Tasks to carry out:
[a] Return everything from "Another thermal treatment" down to "a rotating platform)." in the passage on medical waste treatment, copied word for word.
[b] Supply the next part of the passage on thermal treatment of medical waste, continuing from its final sentence.

Selected excerpt:
■ ■ ■

One problem with water as a heat transfer medium is that the temperature at which water boils at normal atmospheric pressure is not sufficiently high to kill some of the hardier microorganisms (spore-forming species, for example). One common solution is to carry out the treatment in a pressure chamber. As the pressure is raised, the boiling point of water increases. At a pressure twice as high as normal atmospheric pressure, the boiling point of water increases by about 36 degrees F, to 240 degrees F (i.e. by about 20 degrees C, to 120 degrees C), which is sufficient to kill most organisms of concern. Systems using steam under pressure are called autoclaves, and are among the most common alternatives to incineration for medical waste treatment.

Another thermal treatment system that takes advantage of the properties of water uses microwaves as the energy source. In a microwave system, the waste is subjected to high intensity radio waves, tuned to a frequency that is readily absorbed by water molecules. It is an efficient way to deliver the energy where it is most needed for sterilization purposes. The other side of that coin is that microwave heating will be inefficient if the waste is too dry. Microwaves will penetrate bulk materials to some extent, but the heating will proceed more efficiently if the waste is shredded and mixed in the chamber during the process (for much the same reason that many kitchen microwave ovens use a rotating platform).

■ ■ ■

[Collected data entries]
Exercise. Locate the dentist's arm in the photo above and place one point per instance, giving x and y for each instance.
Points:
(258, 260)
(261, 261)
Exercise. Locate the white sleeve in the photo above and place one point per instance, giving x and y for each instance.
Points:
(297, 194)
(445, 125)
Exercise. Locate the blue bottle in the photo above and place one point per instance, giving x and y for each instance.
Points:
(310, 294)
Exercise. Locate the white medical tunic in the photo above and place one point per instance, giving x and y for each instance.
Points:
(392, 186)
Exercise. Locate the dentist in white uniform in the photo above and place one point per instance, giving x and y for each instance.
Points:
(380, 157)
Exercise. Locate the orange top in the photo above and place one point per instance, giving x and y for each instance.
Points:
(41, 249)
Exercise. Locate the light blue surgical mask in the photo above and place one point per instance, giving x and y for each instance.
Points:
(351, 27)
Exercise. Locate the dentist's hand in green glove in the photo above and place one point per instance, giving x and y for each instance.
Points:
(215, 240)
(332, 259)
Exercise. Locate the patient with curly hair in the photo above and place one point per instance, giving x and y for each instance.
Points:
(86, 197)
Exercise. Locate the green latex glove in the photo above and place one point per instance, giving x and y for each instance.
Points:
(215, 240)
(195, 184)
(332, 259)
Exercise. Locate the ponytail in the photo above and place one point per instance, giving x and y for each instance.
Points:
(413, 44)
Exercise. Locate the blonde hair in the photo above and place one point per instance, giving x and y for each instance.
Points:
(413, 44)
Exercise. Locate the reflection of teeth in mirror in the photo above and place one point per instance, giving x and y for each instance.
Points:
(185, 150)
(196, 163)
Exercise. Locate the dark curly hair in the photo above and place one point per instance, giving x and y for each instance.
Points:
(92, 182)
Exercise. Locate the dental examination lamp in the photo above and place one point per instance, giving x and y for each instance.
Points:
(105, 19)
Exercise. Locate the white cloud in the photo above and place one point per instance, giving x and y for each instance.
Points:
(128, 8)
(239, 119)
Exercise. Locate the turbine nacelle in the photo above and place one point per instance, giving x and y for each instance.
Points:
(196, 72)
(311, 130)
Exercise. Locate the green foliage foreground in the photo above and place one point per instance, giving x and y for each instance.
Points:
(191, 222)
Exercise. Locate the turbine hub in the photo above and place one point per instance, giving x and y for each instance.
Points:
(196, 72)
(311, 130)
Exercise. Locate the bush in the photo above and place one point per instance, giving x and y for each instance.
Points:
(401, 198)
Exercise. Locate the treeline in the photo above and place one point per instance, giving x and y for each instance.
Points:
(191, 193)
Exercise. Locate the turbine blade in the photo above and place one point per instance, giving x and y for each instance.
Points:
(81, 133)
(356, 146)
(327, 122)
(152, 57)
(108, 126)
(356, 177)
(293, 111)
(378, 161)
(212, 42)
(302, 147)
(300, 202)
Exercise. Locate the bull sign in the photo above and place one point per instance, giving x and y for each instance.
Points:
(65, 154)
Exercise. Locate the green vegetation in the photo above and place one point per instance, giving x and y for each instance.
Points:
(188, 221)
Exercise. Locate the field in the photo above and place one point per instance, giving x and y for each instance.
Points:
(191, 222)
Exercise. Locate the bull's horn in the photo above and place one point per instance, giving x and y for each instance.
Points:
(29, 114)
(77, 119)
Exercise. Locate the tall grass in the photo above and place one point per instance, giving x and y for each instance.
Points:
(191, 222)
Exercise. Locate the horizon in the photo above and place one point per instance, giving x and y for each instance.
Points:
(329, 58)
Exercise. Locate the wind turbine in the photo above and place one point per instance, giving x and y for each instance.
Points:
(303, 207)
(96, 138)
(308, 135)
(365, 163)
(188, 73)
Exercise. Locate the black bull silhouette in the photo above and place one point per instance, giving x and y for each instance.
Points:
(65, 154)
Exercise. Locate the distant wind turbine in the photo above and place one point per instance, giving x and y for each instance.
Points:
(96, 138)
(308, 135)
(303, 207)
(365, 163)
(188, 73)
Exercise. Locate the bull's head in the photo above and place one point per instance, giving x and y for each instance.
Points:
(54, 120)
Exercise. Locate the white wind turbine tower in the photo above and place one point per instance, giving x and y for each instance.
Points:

■ ■ ■

Written responses:
[a]
Another thermal treatment system that takes advantage of the properties of water uses microwaves as the energy source. In a microwave system, the waste is subjected to high intensity radio waves, tuned to a frequency that is readily absorbed by water molecules. It is an efficient way to deliver the energy where it is most needed for sterilization purposes. The other side of that coin is that microwave heating will be inefficient if the waste is too dry. Microwaves will penetrate bulk materials to some extent, but the heating will proceed more efficiently if the waste is shredded and mixed in the chamber during the process (for much the same reason that many kitchen microwave ovens use a rotating platform).

[b]
An advantage to both autoclaves and microwave systems is the fact that air does not have to move through the systems while they operate. Emission of volatiles only occurs during loading and unloading, and can be minimized with proper design and operation.

Autoclaves and microwave systems are effective, but the necessary equipment is somewhat expensive (pressure chambers and microwave generators, respectively). In contrast, dry heat systems use less demanding equipment, but typically require higher temperatures and longer exposure times to ensure that the heat supplied by the system penetrates to the center of the waste. Rather than directing the heat into the mass of the waste, evaporating water carries a substantial quantity of the heat away. On the other hand, the drying of the waste has some advantages, including substantial weight and volume reduction and easier handling of the residue.

Since dry heat systems do not involve combustion, unwanted reactions such as dioxin formation are not an issue. But if air moves through the system, it can carry volatiles and pathogens. The exhaust stream is typically filtered before release, but the potential for release always exists.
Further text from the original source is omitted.